Materials provided
---

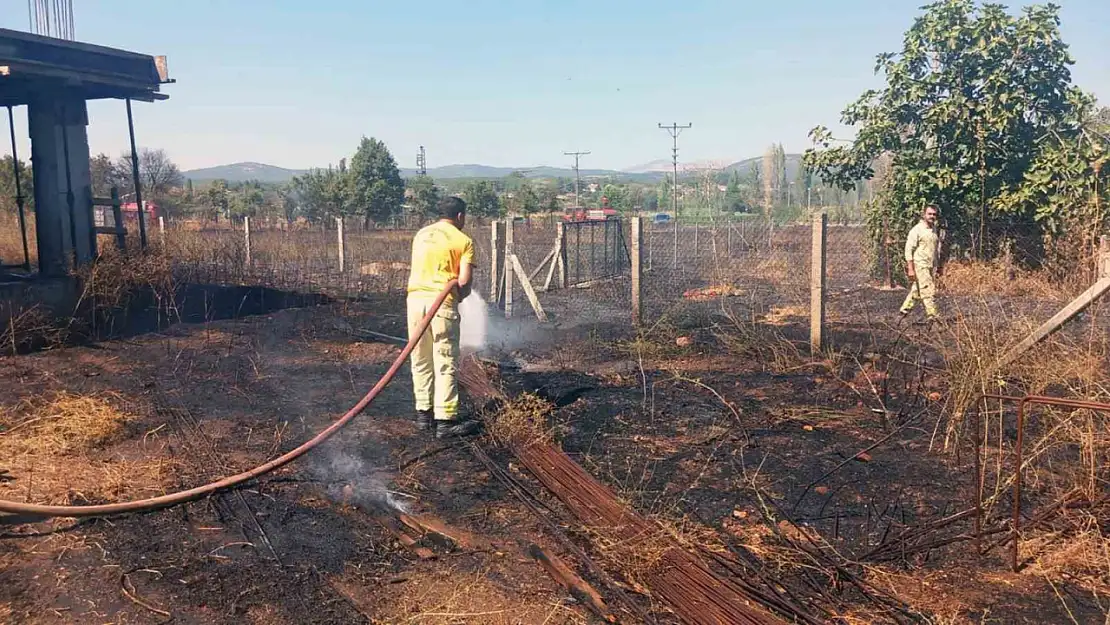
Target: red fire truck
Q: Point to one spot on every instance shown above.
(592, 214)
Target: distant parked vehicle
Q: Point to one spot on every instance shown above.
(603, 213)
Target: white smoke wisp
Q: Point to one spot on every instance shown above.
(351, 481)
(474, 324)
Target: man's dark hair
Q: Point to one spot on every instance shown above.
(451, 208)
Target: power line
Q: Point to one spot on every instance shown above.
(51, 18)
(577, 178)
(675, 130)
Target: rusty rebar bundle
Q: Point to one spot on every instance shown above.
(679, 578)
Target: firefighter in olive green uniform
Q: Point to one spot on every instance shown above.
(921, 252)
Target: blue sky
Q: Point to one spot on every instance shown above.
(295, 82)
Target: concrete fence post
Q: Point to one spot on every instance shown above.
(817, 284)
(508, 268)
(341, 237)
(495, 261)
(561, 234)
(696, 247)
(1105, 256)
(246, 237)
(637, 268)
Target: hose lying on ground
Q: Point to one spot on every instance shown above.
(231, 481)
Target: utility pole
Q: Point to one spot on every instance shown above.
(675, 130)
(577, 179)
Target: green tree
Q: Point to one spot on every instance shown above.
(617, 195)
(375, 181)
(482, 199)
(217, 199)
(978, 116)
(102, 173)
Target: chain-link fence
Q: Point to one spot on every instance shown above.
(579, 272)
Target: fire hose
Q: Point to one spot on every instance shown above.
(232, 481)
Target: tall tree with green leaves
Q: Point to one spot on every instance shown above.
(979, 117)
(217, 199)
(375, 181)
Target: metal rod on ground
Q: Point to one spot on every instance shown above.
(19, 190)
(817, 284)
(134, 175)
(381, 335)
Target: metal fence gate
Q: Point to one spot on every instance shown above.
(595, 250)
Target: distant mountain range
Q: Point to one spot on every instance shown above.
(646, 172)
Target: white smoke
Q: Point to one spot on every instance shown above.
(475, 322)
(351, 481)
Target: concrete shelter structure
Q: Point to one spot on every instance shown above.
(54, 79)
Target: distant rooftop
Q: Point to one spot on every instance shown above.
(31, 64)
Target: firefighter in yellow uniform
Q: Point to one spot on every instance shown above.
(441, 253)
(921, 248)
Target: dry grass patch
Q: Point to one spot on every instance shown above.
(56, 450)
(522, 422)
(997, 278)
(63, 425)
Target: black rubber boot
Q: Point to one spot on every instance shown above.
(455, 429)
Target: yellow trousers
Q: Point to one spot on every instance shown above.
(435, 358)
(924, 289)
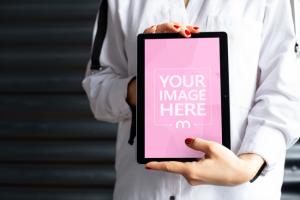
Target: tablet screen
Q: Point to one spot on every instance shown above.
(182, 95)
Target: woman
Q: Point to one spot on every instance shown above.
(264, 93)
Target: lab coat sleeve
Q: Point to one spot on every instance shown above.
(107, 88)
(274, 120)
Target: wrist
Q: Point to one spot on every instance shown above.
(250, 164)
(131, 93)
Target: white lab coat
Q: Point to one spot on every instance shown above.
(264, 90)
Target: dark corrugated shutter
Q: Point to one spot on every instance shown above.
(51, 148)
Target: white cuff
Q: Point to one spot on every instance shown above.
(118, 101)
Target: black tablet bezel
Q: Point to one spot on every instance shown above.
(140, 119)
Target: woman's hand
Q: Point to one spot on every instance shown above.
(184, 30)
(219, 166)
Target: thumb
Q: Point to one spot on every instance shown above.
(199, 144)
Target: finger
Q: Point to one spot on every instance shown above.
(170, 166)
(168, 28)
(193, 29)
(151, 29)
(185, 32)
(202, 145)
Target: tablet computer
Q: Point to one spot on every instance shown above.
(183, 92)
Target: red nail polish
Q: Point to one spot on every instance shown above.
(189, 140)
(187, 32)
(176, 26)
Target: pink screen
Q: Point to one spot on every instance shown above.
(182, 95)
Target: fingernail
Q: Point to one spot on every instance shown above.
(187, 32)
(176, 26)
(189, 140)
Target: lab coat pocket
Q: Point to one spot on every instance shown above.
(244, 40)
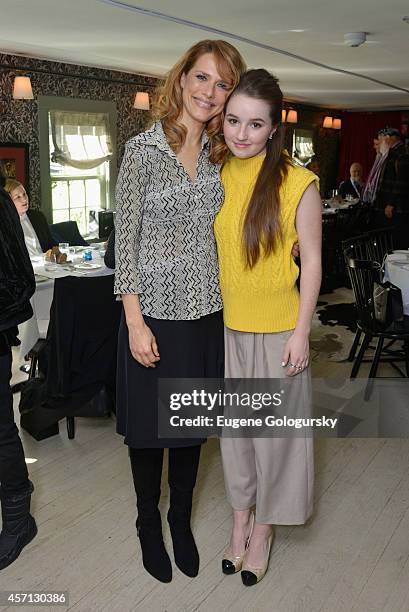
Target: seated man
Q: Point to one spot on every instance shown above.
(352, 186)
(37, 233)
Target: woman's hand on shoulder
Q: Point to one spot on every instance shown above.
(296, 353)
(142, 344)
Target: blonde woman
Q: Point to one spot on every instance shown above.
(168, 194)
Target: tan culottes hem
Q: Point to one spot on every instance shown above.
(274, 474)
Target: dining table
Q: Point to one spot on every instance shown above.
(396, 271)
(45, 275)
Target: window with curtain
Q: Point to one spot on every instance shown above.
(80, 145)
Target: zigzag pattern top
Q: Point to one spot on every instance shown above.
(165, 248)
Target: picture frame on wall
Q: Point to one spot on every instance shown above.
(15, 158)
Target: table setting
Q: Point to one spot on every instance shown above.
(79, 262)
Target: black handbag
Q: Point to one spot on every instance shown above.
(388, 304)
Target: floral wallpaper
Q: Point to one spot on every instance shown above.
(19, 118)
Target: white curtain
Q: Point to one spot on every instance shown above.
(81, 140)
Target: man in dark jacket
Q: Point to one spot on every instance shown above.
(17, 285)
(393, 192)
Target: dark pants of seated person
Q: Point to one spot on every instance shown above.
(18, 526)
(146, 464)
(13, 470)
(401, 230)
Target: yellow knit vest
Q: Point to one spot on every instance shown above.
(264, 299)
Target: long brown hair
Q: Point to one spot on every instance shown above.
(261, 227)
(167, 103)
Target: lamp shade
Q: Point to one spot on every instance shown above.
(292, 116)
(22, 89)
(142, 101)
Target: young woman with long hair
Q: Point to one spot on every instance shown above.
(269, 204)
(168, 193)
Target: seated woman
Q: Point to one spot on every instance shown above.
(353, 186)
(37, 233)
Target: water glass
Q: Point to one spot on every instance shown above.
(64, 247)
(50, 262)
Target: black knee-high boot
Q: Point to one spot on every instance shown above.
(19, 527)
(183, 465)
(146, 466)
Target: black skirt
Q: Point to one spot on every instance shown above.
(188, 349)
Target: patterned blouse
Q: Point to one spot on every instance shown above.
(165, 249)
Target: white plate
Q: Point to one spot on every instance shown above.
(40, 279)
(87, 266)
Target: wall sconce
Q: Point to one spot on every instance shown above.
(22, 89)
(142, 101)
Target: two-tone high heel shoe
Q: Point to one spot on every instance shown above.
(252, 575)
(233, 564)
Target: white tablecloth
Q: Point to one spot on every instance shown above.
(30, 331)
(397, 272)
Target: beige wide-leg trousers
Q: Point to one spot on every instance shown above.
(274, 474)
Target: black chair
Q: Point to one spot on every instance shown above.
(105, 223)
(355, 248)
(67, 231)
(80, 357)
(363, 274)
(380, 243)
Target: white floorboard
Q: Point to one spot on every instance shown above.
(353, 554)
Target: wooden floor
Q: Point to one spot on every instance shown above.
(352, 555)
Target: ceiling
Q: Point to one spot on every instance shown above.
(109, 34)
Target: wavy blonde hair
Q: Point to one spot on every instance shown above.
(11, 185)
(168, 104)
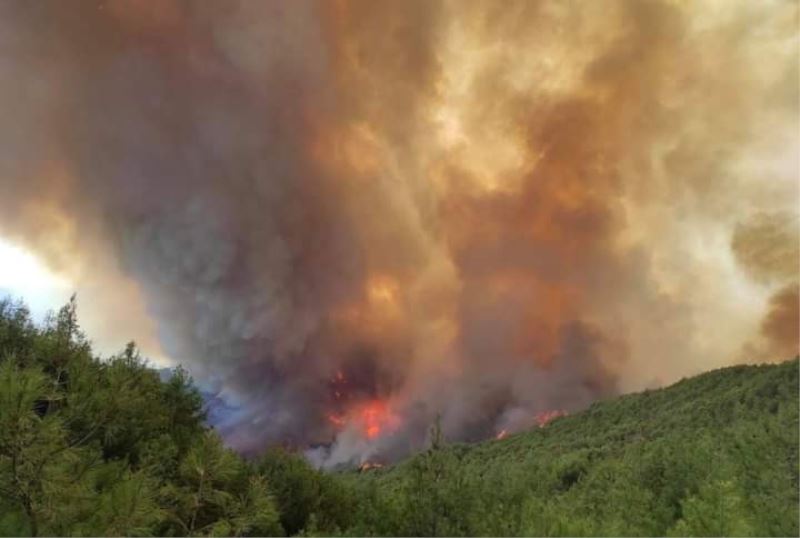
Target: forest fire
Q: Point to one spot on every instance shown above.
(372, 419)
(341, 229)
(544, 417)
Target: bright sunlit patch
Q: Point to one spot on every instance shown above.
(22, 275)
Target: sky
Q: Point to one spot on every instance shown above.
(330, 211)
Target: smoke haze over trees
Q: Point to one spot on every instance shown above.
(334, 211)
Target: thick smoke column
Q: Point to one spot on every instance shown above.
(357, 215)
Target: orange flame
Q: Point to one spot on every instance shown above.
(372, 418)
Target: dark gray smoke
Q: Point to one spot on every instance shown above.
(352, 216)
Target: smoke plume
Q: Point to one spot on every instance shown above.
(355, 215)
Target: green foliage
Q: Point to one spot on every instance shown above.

---

Reproduce all of the entries above with "Target" replaced by "Object" wherever it occurs and everything else unchanged. Leave out the pictures.

Object: red fire truck
Q: Point to one spot on every instance shown above.
(592, 214)
Object: distant parked vehicle
Q: Point to one spot on every instance shown above.
(603, 213)
Object: white smoke wisp
Q: Point to one spot on every instance shown above.
(351, 481)
(474, 324)
Object: man's dark hair
Q: Point to one spot on every instance shown above.
(451, 208)
Object: power line
Q: Point to one spot on every instance shown above.
(51, 18)
(577, 178)
(675, 130)
Object: rusty rebar bundle
Q: Point to one spot on every instance shown above.
(679, 578)
Object: firefighter in olive green uniform
Q: Point to one spot on every instance shown above.
(921, 252)
Object: blue sky
Q: Point to one spot on every instance shown above.
(295, 82)
Object: concrete fence post
Q: Point to one spot on every instance shown above.
(817, 284)
(508, 268)
(341, 237)
(495, 261)
(561, 234)
(696, 247)
(1105, 256)
(246, 237)
(637, 268)
Object: hose lying on ground
Q: Point to one spot on every instance shown above.
(231, 481)
Object: utility pole
Q: Point to one spot on every instance shown above.
(675, 130)
(577, 179)
Object: green tree
Q: Point to one spot on every instance shown above.
(617, 195)
(375, 181)
(482, 199)
(217, 199)
(978, 116)
(102, 173)
Object: chain-link fence
Q: Point to one spot on every instance shown above.
(579, 272)
Object: fire hose
Q: Point to one spot on every instance shown above.
(232, 481)
Object: tall tree with green leaves
Q: Point to one spot on every instance shown above.
(979, 117)
(217, 199)
(375, 181)
Object: metal rod on ground
Q: Point to one spot on every instance shown above.
(19, 190)
(817, 284)
(134, 175)
(381, 335)
Object: metal fence gate
Q: Point to one spot on every instance shown above.
(595, 250)
Object: distant mountain range
Q: Point to one spot on every instance shown above.
(646, 172)
Object: white smoke
Q: Point to one spot on every instance shown above.
(475, 322)
(351, 481)
Object: concrete shelter structure
Q: Point to one spot on every instance shown above.
(54, 79)
Object: distant rooftop
Q: Point to one spot on every instance shown above.
(31, 64)
Object: firefighter in yellow uniform
Q: Point to one spot on every instance shown above.
(441, 253)
(921, 248)
Object: dry grass patch
Q: Point to one spot on every instance shown above.
(56, 450)
(522, 422)
(997, 278)
(63, 425)
Object: black rubber boot
Q: Point to one spot on every instance shown above.
(455, 429)
Object: yellow trousers
Q: Point to one spot on every instance shown above.
(435, 358)
(924, 289)
Object: tablet screen
Q: Point to one spot on every instance shown above.
(182, 95)
Object: woman
Q: Point to one spot on every instance shown above.
(264, 93)
Object: lab coat sleeve
Q: Point to one spot on every instance shown above.
(107, 88)
(274, 120)
Object: wrist
Q: Point to one spot on every instance shown above.
(250, 164)
(131, 93)
Object: white lab coat
Q: Point to one spot on every instance shown above.
(264, 90)
Object: dark corrugated shutter
Q: Point to one spot on every instance shown above.
(51, 148)
Object: white cuff
Q: Point to one spot on every instance shown above.
(118, 101)
Object: black tablet bezel
Q: Point to one spot on every instance shown above.
(140, 119)
Object: woman's hand
Q: Point to one spot on every instance shown above.
(184, 30)
(219, 166)
Object: thumb
Q: Point to one spot on every instance shown above.
(199, 144)
Object: finger
Q: Point to one spot on every instance shown above.
(170, 166)
(168, 28)
(193, 29)
(151, 29)
(185, 32)
(202, 145)
Object: tablet computer
Q: Point to one spot on every instance shown above.
(183, 92)
Object: red nail polish
Q: Point to one spot on every instance shown above.
(189, 140)
(187, 32)
(176, 26)
Object: pink screen
Q: Point to one spot on every instance shown above.
(182, 95)
Object: fingernail
Q: Point to one spot on every instance shown above.
(187, 32)
(176, 26)
(189, 140)
Object: lab coat pocket
Q: Point to one spot on every instance shown above.
(244, 40)
Object: seated man
Q: Point to one spot on every instance shown above.
(352, 186)
(37, 233)
Object: woman's hand on shoulder
Q: Point to one spot on every instance shown above.
(296, 353)
(142, 344)
Object: blonde woman
Q: Point to one spot on every instance shown above.
(168, 194)
Object: tan culottes hem
Q: Point to one spot on every instance shown above.
(274, 474)
Object: dining table
Q: Point to one spot on every instance shown above.
(396, 271)
(45, 275)
Object: window with curtain
Q: Point to one spot on every instance shown above.
(80, 145)
Object: zigzag pattern top
Q: Point to one spot on every instance shown above.
(165, 248)
Object: picture frame on wall
Q: Point to one spot on every instance shown above.
(15, 158)
Object: table setting
Q: Point to one spot on every instance shown above.
(79, 262)
Object: black handbag
Q: Point to one spot on every instance shown above.
(388, 304)
Object: floral wallpaper
Q: Point to one spot on every instance shown above.
(19, 118)
Object: white curtain
Q: Point to one spot on every instance shown above.
(81, 140)
Object: man in dark jacket
Q: Point to one spot on every instance shown above.
(17, 285)
(393, 192)
Object: dark pants of seated person
Q: Point to one spot on every instance shown above.
(18, 526)
(146, 464)
(13, 470)
(401, 230)
Object: yellow knit vest
Q: Point to one spot on every instance shown above.
(264, 299)
Object: long brown hair
Q: Point to one spot on every instance shown above.
(261, 227)
(167, 103)
Object: lamp shade
Q: Point to one spot on every instance shown above.
(292, 116)
(22, 89)
(142, 101)
Object: young woman with long hair
Q: Point to one spot on every instance shown above.
(269, 204)
(168, 193)
Object: seated woman
Q: Point to one spot on every instance shown above.
(353, 186)
(37, 233)
Object: water glass
Q: Point to one spot on every instance shown above.
(64, 247)
(50, 262)
Object: black knee-high boot
Q: Point to one spot on every instance shown above.
(19, 527)
(183, 465)
(146, 466)
Object: black skirt
Q: Point to one spot on every instance shown above.
(188, 349)
Object: patterned blouse
Q: Point to one spot on every instance shown above.
(165, 249)
Object: white plate
Q: Point to one spot on every instance shown above.
(40, 279)
(87, 266)
Object: wall sconce
Q: Point to one spot on every instance shown above.
(22, 89)
(142, 101)
Object: two-tone high heel shoe
Q: Point to one spot on every instance shown above.
(252, 575)
(233, 564)
Object: white tablecloth
Q: Point to one spot on every instance shown above.
(30, 331)
(397, 272)
Object: beige wide-leg trousers
Q: Point to one spot on every instance shown above.
(274, 474)
Object: black chair
Q: Point to one spot on every instance shown above.
(105, 223)
(355, 248)
(67, 231)
(80, 357)
(363, 274)
(380, 243)
Object: white floorboard
Q: Point to one spot on every instance shown above.
(353, 554)
Object: wooden floor
Q: Point to one spot on every instance shown above.
(352, 555)
Object: ceiling
Q: Point to one spot on every instance shown above.
(109, 34)
Object: wavy blonde hair
Q: Point to one spot on every instance shown above.
(11, 185)
(168, 104)
Object: forest fire
Q: Point to one spot on every instance shown above.
(372, 419)
(341, 229)
(544, 417)
Object: bright sunlit patch
Q: Point to one spot on every instance shown above.
(22, 275)
Object: sky
Q: Point to one spot on every instance shown above.
(330, 211)
Object: smoke haze over trees
Q: Point to one spot on every instance shown above.
(334, 211)
Object: thick smoke column
Q: Point to one spot on every instance shown above.
(357, 215)
Object: orange flame
Q: Point to one spot on every instance shown above.
(372, 418)
Object: dark gray smoke
Q: Point to one spot on every instance shown above.
(352, 216)
Object: smoke plume
Q: Point to one spot on every instance shown above.
(355, 215)
Object: green foliage
Q: Point to one spot on every instance shown above.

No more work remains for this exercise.